[Source data Boundary: Start]

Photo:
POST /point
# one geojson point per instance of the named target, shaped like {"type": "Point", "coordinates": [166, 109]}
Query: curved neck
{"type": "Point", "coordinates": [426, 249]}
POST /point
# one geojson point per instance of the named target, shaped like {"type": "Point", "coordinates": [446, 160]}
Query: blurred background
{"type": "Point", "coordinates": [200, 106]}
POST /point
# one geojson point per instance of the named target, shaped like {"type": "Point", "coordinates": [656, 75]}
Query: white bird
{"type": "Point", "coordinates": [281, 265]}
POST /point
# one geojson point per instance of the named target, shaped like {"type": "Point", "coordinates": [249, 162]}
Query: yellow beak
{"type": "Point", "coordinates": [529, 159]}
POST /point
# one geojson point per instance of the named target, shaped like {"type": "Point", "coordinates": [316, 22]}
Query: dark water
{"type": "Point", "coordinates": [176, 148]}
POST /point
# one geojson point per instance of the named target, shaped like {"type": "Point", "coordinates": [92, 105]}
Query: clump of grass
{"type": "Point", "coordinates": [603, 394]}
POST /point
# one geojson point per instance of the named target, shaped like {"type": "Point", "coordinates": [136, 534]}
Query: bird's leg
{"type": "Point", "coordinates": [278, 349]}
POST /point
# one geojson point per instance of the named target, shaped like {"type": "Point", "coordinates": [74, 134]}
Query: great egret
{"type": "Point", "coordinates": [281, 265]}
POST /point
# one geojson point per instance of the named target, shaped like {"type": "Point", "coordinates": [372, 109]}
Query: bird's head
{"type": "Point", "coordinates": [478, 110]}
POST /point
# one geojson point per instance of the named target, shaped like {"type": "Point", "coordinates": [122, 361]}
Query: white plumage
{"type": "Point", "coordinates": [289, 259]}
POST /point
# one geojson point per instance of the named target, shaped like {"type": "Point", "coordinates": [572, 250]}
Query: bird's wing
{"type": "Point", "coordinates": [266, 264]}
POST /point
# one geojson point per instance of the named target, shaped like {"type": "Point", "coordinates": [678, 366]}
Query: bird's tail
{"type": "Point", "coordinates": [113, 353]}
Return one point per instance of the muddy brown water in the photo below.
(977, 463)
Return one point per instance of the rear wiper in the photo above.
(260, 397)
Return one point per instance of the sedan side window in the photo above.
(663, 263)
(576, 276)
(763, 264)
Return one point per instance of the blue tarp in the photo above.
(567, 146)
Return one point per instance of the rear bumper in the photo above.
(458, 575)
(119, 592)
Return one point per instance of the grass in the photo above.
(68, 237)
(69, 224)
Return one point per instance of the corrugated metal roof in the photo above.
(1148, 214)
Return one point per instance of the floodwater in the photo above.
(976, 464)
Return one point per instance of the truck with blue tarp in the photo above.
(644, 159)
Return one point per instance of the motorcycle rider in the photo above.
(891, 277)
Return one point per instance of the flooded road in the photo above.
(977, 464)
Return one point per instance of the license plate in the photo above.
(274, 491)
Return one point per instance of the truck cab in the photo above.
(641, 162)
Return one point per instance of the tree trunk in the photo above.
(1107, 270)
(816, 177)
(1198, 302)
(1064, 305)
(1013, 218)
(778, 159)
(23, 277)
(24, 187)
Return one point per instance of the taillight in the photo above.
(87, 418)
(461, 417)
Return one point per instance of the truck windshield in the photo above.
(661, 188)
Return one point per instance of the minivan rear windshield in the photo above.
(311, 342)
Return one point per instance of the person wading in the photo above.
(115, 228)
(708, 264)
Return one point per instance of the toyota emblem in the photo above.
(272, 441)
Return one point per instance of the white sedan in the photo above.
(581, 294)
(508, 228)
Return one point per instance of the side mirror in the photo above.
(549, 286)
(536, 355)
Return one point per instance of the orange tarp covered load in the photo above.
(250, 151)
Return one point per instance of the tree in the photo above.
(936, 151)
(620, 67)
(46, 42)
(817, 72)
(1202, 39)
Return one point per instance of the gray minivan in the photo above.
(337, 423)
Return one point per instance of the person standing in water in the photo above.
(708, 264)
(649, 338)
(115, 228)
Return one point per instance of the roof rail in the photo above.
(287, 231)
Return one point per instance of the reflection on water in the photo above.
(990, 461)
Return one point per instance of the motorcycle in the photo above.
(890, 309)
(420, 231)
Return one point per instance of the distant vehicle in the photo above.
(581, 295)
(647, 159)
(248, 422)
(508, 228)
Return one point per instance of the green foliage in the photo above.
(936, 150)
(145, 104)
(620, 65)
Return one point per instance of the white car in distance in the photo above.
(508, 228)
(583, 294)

[Source data Boundary: End]

» **Your task**
Working from the material above, reproduce it in full and unchanged.

» **Output for this exercise**
Photo:
POST /point
# one geojson point per instance of the named target, shaped like {"type": "Point", "coordinates": [166, 109]}
Query: curved neck
{"type": "Point", "coordinates": [426, 249]}
POST /point
# one geojson point per instance of the named target, shaped like {"type": "Point", "coordinates": [446, 160]}
Query: blurred background
{"type": "Point", "coordinates": [200, 106]}
POST /point
# one geojson point per instance of the named target, shaped like {"type": "Point", "coordinates": [656, 75]}
Query: white bird
{"type": "Point", "coordinates": [281, 265]}
POST /point
# one geojson point per instance of the named target, shaped like {"type": "Point", "coordinates": [249, 162]}
Query: yellow beak
{"type": "Point", "coordinates": [529, 159]}
POST /point
# one geojson point per instance of the named target, shaped like {"type": "Point", "coordinates": [316, 22]}
Query: dark water
{"type": "Point", "coordinates": [176, 148]}
POST /point
# one geojson point per instance of the named target, shaped like {"type": "Point", "coordinates": [92, 105]}
Query: clump of grass
{"type": "Point", "coordinates": [603, 394]}
POST /point
# one geojson point per instance of the named target, shaped like {"type": "Point", "coordinates": [136, 534]}
Query: bird's leg
{"type": "Point", "coordinates": [278, 349]}
POST /point
# one geojson point per instance of the named target, shaped like {"type": "Point", "coordinates": [74, 134]}
Query: great egret
{"type": "Point", "coordinates": [281, 265]}
POST /point
# one geojson point per instance of the named target, shaped like {"type": "Point", "coordinates": [372, 109]}
Query: bird's head
{"type": "Point", "coordinates": [478, 110]}
POST /point
# one geojson point per instance of the named target, shaped like {"type": "Point", "coordinates": [122, 361]}
Query: white plumage
{"type": "Point", "coordinates": [289, 259]}
POST /point
# one geojson point per instance of the named target, shaped like {"type": "Point", "coordinates": [572, 250]}
Query: bird's wing
{"type": "Point", "coordinates": [266, 264]}
POST /point
# one geojson point per instance of the named target, shaped like {"type": "Point", "coordinates": [678, 366]}
Query: bird's tail
{"type": "Point", "coordinates": [113, 353]}
Return one point per instance of the muddy brown water in the photo below.
(977, 463)
Return one point per instance of the rear wiper in the photo above.
(260, 397)
Return one point per instance of the sedan side window in the photo above.
(663, 263)
(576, 276)
(763, 264)
Return one point per instance of the blue tarp in the photo above.
(567, 146)
Return one point per instance of the rear bumper in the photo above.
(458, 575)
(119, 592)
Return one point per instance of the grass in the photo above.
(68, 237)
(69, 224)
Return one point per instance of the corrugated metal roof in the photo above.
(1148, 214)
Return one point per instance of the floodwater in the photo above.
(976, 464)
Return one point per instance of the truck with blue tarp in the photo above.
(644, 159)
Return one point per instance of the motorcycle rider in the photo above.
(891, 277)
Return one point per instance of the flooded road in the photo above.
(977, 464)
Return one point per instance of the license plate in the photo above.
(274, 491)
Return one point per instance of the truck cab in the photo above.
(641, 162)
Return one point per instance of the tree trunk in the photo above.
(1107, 270)
(816, 177)
(1198, 302)
(1064, 305)
(1013, 218)
(778, 159)
(23, 277)
(24, 187)
Return one point per instance of the taillight in the photo above.
(87, 418)
(461, 417)
Return one point per instance of the truck windshield in the photo above.
(661, 188)
Return one point per instance of the minivan rear windshield in the photo above.
(311, 342)
Return one point per instance of the person wading in the photo above.
(115, 228)
(708, 264)
Return one point per instance of the toyota emblem in the photo above.
(272, 441)
Return one point per instance of the white sedan in the photo above.
(581, 294)
(508, 228)
Return one point per instance of the side mirror in the photo above.
(549, 286)
(536, 355)
Return one point per instance of the orange tarp covered load in the photo above.
(250, 151)
Return one point per instance of the tree in the photo above.
(936, 151)
(620, 67)
(46, 42)
(817, 72)
(1202, 39)
Return one point per instance of the gray minivan in the photo above.
(337, 423)
Return one point per instance of the person standing in water in the photo above.
(708, 264)
(649, 338)
(115, 228)
Return one point per instance of the roof rail in the photo above.
(287, 231)
Return one point per instance of the reflection on water in the photo above.
(990, 461)
Return one point per instance of the motorcycle in the photo above.
(890, 309)
(420, 231)
Return one point per instance of the distant vehicle in the photo above.
(581, 295)
(647, 159)
(248, 422)
(508, 228)
Return one point per instance of the green foliage in the photo above.
(936, 150)
(145, 104)
(620, 65)
Return one point per instance of the white car in distance in the photo above.
(508, 228)
(583, 294)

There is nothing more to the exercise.